TASK TO COMPLETE » Please pick out each line in the items below that contains the word "shirt" and copy it.

(Stored entries)
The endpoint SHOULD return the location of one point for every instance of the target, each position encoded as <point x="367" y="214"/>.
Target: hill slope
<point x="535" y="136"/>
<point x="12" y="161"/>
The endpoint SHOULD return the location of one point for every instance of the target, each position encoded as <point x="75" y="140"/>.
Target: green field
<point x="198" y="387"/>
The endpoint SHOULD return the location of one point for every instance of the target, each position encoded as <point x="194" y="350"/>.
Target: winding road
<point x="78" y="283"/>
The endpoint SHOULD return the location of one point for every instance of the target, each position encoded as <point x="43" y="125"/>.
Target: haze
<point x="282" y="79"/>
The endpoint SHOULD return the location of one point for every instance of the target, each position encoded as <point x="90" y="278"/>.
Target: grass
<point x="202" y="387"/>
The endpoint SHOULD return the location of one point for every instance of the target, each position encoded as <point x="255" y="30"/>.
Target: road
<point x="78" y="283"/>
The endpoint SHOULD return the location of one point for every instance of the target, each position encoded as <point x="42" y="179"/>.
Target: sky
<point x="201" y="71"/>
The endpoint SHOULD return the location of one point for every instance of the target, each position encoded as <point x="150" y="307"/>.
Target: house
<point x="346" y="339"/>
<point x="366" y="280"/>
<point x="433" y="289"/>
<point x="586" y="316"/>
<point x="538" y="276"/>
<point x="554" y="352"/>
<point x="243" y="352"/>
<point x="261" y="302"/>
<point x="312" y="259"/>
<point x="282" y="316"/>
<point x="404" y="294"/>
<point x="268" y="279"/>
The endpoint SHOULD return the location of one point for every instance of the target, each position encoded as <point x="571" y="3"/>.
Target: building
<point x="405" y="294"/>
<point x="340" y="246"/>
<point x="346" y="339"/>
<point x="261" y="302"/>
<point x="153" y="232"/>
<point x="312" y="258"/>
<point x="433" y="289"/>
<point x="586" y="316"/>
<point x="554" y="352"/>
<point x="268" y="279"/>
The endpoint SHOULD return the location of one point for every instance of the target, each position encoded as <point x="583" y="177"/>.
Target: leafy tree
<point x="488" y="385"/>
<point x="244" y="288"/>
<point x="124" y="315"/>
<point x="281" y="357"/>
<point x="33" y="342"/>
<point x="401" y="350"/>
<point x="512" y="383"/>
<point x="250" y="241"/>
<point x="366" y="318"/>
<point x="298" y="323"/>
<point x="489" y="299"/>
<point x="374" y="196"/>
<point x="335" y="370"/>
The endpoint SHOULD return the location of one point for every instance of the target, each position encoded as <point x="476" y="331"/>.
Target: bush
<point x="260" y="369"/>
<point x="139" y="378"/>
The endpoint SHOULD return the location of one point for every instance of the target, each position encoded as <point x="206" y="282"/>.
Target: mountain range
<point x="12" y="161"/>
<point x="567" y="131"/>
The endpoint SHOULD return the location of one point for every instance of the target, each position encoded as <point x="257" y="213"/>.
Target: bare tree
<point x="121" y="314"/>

==

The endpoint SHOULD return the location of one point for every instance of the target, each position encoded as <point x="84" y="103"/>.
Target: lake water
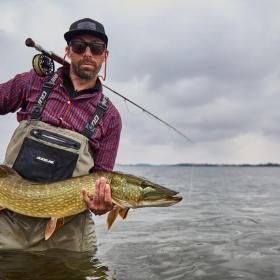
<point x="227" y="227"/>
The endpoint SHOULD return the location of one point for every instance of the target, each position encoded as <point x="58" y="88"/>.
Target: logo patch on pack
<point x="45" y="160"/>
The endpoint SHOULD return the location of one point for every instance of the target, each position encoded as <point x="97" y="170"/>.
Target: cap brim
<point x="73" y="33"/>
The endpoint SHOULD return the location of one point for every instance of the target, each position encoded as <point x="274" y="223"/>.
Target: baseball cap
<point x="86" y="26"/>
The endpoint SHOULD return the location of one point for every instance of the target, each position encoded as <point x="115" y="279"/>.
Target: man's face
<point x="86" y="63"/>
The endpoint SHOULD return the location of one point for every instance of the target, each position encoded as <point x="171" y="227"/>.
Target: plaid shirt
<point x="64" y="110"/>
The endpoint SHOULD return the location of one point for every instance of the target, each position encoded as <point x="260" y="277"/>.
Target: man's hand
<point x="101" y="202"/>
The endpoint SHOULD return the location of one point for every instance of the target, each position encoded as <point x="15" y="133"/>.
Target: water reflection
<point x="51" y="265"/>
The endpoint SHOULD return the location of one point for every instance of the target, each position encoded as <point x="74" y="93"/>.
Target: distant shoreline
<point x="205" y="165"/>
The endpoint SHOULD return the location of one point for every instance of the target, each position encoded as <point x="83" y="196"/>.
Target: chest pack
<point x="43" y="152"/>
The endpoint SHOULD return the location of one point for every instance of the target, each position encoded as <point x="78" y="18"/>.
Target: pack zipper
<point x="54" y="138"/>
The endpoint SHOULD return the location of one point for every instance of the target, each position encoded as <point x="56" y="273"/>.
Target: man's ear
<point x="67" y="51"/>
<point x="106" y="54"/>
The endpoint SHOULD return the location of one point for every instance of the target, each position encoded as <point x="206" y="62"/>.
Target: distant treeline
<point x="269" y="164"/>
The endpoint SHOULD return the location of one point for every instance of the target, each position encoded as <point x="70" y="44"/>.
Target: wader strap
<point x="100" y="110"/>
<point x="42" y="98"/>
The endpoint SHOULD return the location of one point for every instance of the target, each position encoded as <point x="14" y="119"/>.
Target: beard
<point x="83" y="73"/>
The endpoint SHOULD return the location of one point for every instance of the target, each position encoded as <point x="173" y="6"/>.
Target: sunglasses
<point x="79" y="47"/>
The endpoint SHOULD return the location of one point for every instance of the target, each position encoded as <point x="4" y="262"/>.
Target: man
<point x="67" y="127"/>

...

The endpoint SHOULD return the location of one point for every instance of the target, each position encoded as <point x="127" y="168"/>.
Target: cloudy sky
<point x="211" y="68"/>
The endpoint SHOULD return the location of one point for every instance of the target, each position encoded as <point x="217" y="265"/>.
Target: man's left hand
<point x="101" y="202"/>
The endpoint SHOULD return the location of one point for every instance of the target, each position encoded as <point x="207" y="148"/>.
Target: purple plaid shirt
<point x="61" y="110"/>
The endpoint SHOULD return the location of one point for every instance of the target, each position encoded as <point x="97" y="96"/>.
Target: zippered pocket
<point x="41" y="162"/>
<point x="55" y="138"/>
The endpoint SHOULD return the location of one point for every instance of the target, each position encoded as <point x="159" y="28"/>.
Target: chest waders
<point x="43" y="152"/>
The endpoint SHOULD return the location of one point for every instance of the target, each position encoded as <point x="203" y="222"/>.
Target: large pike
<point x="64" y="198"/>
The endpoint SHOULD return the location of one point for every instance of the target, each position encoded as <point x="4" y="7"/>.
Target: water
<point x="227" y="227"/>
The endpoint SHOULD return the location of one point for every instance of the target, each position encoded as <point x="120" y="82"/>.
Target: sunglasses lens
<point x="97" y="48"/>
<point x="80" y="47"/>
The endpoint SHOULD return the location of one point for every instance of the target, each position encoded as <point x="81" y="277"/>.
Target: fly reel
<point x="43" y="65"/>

SOLUTION FOR THIS PROBLEM »
Target: plaid shirt
Target: purple plaid shirt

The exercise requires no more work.